Input:
_____

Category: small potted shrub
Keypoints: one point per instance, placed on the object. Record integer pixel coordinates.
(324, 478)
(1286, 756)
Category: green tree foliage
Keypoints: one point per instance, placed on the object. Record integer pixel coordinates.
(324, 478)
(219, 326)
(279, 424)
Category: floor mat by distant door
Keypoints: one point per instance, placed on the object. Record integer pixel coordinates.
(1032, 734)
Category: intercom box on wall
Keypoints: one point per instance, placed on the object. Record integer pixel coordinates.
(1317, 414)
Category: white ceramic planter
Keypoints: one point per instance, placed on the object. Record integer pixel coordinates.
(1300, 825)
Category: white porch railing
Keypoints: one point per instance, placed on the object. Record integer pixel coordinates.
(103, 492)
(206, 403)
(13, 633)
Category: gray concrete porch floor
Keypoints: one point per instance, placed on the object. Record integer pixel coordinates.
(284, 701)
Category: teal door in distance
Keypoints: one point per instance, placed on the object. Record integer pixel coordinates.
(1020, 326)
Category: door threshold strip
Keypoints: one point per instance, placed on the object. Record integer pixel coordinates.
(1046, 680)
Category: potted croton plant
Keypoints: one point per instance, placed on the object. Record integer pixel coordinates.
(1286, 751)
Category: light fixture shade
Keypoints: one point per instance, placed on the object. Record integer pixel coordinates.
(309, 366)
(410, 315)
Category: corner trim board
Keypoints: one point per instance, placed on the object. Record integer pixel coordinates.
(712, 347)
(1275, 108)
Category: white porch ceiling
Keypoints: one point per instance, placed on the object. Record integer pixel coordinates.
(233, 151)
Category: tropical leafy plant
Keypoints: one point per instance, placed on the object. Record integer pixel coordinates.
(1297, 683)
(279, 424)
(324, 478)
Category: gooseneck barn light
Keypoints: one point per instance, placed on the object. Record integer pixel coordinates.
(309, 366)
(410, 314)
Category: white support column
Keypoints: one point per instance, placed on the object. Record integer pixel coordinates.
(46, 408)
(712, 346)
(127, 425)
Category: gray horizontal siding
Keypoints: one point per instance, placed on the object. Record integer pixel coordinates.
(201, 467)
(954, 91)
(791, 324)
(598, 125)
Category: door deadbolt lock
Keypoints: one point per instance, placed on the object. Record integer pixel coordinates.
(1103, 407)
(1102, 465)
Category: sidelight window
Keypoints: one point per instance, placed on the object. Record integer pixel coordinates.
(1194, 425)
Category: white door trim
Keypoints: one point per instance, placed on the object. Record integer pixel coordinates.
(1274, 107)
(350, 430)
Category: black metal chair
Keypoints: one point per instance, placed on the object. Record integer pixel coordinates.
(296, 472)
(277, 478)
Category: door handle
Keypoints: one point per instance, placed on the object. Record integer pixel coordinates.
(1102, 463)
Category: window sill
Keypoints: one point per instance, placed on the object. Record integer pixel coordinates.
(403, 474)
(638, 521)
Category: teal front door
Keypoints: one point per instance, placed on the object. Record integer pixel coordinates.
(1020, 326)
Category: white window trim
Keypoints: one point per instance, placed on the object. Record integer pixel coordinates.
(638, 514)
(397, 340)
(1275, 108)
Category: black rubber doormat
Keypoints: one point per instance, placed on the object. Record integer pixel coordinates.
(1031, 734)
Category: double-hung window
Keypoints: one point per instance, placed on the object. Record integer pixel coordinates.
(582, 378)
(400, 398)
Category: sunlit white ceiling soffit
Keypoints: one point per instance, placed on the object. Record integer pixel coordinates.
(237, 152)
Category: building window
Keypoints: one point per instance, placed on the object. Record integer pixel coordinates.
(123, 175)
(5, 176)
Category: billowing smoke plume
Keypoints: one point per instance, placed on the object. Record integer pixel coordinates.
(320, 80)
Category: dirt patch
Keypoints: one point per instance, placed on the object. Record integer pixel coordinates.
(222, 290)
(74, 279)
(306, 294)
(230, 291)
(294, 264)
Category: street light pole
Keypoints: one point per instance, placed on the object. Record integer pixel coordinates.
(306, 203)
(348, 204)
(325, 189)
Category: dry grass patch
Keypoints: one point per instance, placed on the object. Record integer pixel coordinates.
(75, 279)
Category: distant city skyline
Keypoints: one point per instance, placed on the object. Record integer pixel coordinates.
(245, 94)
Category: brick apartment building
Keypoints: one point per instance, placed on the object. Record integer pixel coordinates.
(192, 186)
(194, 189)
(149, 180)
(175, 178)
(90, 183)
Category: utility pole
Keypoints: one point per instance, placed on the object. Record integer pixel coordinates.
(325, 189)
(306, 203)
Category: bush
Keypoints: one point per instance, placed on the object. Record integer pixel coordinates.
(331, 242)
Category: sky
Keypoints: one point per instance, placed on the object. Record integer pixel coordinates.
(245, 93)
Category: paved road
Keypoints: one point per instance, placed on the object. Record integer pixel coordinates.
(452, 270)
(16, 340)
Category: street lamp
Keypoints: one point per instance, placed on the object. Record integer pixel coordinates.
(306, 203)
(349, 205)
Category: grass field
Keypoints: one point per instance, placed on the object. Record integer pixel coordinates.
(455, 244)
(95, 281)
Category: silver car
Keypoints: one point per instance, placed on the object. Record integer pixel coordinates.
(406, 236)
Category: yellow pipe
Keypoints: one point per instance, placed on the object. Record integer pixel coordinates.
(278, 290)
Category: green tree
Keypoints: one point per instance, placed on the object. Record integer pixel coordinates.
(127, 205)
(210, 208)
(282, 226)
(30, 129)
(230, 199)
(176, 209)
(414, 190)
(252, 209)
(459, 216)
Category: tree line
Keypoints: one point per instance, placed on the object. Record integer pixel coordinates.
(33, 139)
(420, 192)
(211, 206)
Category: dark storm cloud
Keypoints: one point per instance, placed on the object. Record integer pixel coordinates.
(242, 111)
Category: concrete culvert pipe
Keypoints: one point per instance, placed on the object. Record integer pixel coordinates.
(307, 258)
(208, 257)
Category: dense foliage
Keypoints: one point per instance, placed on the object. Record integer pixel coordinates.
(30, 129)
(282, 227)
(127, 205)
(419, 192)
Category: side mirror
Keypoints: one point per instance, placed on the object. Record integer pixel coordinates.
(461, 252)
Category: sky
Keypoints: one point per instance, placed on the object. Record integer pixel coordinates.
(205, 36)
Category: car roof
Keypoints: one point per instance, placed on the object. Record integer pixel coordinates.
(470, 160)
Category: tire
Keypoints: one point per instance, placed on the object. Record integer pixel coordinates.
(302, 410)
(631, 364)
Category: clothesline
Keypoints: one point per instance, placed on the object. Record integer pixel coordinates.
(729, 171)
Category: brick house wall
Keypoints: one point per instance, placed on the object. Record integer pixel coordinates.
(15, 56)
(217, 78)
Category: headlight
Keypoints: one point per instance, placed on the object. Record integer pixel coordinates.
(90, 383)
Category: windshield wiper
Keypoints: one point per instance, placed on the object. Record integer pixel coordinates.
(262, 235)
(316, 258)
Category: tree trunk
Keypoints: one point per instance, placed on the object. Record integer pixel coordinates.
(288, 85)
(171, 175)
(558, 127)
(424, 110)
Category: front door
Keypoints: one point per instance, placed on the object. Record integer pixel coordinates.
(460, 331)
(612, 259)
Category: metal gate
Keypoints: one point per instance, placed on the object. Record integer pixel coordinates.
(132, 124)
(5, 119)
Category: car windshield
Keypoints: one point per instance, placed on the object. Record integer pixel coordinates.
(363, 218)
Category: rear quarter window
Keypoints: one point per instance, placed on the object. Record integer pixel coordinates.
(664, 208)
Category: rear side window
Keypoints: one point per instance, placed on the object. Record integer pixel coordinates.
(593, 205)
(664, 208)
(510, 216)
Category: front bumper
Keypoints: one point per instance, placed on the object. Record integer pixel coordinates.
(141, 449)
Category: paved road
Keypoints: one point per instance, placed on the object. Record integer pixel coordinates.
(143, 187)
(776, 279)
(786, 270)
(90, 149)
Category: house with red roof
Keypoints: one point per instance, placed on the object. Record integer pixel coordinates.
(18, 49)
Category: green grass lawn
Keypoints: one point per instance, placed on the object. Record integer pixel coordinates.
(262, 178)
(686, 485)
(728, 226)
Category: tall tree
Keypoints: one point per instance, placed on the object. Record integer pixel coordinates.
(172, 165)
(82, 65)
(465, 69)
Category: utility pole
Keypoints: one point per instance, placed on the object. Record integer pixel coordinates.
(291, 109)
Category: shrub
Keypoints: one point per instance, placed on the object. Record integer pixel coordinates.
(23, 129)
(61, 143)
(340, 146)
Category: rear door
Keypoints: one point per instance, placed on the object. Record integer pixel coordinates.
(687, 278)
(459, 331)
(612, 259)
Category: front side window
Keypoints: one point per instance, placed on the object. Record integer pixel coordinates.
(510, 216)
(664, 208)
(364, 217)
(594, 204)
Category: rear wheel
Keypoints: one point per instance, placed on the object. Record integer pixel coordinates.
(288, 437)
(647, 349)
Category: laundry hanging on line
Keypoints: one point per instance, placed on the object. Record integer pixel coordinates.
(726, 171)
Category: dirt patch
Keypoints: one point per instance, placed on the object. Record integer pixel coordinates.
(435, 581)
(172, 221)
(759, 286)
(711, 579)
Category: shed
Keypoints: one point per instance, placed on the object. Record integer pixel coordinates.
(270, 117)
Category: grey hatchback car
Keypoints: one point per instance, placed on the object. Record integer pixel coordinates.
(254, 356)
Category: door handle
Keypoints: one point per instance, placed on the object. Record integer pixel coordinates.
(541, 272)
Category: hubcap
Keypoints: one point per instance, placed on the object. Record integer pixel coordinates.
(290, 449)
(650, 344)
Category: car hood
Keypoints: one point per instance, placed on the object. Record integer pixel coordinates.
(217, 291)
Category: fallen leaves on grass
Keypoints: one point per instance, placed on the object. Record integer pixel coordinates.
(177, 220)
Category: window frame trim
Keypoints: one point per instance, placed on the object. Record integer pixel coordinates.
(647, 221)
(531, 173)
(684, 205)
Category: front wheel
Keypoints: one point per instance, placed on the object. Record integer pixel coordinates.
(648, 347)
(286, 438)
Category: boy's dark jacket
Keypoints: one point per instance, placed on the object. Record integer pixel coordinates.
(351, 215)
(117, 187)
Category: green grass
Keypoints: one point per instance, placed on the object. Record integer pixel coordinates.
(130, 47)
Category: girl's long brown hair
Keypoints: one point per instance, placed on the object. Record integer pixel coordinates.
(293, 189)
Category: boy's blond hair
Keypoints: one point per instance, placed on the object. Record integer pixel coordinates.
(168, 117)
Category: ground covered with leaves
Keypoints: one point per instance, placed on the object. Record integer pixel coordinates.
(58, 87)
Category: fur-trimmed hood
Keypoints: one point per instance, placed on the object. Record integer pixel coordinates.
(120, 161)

_____

Exercise details: Extract every line above that contains the word "gray".

Answer to this task:
Category: gray concrete porch floor
Category: gray horizontal siding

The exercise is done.